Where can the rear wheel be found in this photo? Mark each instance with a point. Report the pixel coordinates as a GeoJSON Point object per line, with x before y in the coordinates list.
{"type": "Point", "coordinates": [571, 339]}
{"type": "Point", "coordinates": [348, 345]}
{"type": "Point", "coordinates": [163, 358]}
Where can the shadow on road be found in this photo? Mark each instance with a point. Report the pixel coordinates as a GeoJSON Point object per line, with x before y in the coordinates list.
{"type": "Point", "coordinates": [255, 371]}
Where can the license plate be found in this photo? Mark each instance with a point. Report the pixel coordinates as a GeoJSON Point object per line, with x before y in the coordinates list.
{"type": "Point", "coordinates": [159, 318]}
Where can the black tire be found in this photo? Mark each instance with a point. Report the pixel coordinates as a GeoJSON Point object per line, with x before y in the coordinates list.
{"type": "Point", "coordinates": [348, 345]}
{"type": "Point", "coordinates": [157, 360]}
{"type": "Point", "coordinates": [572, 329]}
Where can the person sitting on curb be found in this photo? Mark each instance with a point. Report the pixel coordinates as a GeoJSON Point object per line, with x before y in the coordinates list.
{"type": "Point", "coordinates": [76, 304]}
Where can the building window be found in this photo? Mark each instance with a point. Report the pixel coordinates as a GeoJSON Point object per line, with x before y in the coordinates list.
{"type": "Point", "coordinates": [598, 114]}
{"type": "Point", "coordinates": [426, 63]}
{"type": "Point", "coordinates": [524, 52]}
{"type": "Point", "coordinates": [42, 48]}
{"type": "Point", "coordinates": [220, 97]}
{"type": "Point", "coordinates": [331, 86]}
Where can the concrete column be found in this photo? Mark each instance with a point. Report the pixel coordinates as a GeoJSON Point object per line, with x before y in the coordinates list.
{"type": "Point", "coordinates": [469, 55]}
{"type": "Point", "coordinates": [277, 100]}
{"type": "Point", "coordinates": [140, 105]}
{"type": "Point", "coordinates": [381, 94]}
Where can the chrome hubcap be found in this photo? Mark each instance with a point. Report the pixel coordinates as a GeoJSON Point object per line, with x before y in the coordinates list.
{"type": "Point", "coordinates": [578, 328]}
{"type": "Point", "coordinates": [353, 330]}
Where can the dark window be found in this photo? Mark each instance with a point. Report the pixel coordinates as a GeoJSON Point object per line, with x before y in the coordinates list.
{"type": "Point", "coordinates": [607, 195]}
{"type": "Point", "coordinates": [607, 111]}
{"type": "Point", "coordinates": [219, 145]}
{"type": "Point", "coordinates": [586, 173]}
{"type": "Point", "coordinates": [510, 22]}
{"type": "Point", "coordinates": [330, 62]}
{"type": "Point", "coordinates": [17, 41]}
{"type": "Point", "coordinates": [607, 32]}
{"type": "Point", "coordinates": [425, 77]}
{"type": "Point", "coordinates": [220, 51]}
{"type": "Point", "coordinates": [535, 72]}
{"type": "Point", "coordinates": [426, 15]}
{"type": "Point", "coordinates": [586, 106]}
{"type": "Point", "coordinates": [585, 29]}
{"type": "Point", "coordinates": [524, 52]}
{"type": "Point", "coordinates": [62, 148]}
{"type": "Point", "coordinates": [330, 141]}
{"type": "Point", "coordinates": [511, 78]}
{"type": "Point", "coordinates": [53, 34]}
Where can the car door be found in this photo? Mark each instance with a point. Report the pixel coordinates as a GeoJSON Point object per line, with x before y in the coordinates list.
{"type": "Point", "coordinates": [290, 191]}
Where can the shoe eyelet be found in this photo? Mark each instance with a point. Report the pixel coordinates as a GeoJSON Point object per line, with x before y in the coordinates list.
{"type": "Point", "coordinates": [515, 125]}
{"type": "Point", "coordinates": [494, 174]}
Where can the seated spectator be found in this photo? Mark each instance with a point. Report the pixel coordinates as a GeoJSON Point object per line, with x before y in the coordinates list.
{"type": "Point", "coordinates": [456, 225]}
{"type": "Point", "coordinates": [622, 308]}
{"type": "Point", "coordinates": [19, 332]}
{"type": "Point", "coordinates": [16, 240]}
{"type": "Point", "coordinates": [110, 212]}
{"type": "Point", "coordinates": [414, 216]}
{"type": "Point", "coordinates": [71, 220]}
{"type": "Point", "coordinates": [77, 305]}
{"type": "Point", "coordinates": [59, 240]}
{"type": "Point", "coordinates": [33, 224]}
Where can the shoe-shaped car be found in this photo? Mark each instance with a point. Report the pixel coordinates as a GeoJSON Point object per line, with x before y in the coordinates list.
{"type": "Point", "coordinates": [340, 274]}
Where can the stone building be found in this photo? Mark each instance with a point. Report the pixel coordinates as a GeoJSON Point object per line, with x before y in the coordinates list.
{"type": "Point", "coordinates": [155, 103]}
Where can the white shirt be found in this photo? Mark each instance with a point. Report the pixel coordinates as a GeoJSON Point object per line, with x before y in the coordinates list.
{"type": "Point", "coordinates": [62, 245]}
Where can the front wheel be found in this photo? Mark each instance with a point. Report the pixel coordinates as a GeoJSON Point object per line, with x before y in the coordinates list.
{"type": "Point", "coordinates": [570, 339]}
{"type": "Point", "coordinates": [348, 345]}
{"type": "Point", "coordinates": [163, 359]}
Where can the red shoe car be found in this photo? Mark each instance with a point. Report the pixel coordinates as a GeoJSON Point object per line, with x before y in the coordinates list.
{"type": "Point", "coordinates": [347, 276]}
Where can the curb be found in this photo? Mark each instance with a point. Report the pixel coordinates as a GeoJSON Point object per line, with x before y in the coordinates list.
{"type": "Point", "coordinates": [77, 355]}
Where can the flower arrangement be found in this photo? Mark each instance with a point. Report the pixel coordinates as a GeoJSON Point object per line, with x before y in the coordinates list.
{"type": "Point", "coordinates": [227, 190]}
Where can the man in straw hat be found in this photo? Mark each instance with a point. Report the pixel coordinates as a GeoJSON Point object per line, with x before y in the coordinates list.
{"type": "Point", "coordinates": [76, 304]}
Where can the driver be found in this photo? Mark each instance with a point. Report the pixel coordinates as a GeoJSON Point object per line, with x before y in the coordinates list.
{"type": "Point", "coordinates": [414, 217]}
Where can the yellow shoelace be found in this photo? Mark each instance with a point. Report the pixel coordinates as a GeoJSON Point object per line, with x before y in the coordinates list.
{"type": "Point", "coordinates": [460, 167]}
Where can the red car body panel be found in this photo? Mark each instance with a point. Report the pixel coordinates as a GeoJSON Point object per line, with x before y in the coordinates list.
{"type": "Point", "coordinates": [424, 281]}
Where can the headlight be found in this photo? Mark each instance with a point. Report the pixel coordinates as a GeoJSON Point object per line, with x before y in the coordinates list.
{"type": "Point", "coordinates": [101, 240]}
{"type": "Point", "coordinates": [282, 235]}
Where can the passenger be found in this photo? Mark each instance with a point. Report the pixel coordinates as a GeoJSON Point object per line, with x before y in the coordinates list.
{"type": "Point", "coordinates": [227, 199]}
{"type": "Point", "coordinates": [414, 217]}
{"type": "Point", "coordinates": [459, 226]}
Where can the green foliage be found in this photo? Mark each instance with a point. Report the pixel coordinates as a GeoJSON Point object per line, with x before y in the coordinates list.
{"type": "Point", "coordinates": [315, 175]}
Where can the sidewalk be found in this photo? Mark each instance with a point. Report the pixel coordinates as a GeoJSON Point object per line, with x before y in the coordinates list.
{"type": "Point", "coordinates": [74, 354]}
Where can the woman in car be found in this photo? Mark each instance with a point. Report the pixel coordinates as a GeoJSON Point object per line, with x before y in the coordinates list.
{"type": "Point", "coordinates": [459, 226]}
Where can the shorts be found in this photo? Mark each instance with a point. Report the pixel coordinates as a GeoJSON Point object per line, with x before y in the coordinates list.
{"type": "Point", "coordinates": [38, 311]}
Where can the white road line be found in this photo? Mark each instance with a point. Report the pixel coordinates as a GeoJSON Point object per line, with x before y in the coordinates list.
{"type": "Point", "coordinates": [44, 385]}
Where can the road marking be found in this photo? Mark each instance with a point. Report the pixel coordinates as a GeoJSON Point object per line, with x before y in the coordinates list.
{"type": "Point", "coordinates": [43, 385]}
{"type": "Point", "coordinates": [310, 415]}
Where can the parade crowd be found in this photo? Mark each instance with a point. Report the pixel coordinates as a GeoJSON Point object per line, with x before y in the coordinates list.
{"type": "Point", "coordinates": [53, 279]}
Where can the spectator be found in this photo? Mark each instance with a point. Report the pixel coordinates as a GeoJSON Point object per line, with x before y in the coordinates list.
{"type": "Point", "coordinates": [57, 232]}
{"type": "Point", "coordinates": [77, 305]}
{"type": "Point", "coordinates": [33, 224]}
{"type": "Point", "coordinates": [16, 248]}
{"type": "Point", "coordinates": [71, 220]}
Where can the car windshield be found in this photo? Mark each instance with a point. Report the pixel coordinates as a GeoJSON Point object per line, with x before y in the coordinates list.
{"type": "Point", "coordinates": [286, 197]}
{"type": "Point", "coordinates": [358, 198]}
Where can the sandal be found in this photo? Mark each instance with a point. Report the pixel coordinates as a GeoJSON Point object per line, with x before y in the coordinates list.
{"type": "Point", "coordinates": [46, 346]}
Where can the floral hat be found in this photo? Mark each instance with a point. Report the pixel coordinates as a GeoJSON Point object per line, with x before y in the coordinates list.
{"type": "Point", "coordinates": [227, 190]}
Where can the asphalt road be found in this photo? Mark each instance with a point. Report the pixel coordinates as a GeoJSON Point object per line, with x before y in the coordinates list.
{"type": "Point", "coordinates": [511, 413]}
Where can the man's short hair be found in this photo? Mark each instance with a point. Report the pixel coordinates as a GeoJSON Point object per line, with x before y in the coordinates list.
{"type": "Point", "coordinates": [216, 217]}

★ ★ ★ ★

**WRITTEN INSTRUCTION**
Reproduce the data above word for word, starting at the line that contains "Where can the asphalt" and running down through the final line of the data.

**THE OUTPUT**
Where can the asphalt road be found in this photo? Mark each instance with a point. Report the pixel coordinates as a GeoJSON Point object per line, with x before y in the coordinates list.
{"type": "Point", "coordinates": [511, 413]}
Where can the man's short hair be found in this photo? Mark each instance with a point. Report the pixel coordinates as a GeoJSON Point object per line, with x before y in the coordinates list.
{"type": "Point", "coordinates": [216, 217]}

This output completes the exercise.